Exercise objective:
Add 44 to every coordinate in the answers and write out all the records below in full, requests included. Leave the numbers in the requests and their format samples as they are.

Data shown:
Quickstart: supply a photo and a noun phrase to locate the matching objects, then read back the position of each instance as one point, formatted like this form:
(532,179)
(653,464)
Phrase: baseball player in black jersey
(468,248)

Answer:
Quickstart: supply a photo and a noun phrase to locate the matching objects, then read back the position of each instance as one point, formatted like this form:
(532,179)
(653,464)
Phrase: baseball player in black jersey
(512,292)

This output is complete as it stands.